┌──

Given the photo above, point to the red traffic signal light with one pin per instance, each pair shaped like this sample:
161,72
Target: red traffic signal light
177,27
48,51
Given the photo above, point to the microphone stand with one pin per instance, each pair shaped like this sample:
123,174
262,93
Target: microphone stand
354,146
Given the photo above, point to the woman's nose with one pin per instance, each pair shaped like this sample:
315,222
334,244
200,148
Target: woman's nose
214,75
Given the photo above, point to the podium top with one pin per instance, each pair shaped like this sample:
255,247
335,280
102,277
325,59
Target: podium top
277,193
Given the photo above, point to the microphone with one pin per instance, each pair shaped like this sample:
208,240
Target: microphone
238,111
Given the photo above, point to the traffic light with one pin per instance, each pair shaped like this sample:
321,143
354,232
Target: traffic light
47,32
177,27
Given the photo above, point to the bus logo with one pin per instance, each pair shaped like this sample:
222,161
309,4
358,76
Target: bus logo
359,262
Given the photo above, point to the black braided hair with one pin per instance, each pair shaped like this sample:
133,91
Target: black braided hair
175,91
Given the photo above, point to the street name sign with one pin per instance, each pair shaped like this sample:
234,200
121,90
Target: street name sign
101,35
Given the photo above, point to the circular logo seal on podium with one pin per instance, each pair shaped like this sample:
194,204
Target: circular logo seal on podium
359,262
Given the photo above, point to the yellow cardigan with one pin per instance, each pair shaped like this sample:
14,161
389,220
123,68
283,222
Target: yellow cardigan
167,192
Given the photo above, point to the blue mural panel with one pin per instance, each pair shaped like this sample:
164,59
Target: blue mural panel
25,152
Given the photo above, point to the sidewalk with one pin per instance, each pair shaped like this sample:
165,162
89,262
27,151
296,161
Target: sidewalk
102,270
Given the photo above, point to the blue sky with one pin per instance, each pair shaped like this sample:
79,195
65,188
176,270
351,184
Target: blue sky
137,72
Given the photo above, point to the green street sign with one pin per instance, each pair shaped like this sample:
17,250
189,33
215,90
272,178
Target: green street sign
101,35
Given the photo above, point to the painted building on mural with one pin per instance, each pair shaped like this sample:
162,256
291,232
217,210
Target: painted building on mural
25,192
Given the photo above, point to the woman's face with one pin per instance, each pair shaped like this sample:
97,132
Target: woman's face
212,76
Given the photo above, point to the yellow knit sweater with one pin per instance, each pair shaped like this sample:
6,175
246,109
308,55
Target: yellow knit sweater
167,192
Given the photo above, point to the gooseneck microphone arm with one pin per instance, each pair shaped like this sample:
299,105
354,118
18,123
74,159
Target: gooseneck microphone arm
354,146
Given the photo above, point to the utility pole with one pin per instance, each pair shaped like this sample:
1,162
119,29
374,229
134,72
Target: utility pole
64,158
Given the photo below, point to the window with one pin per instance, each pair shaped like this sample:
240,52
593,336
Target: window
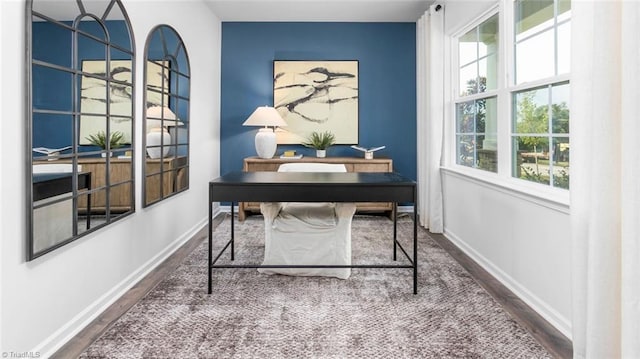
540,100
522,106
476,105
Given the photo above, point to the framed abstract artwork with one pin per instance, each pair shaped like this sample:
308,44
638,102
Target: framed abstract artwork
316,96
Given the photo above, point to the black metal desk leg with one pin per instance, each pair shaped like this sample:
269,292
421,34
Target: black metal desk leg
210,237
415,245
232,233
395,229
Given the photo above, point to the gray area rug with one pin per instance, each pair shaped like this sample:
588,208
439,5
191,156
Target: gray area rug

└──

• **Your task**: Gather each line in the data that holds the string "gray".

• **Task solution**:
Given the photo above, point to the gray area rug with one pin per instance, each pair shaped like this sample:
Target: gray area rug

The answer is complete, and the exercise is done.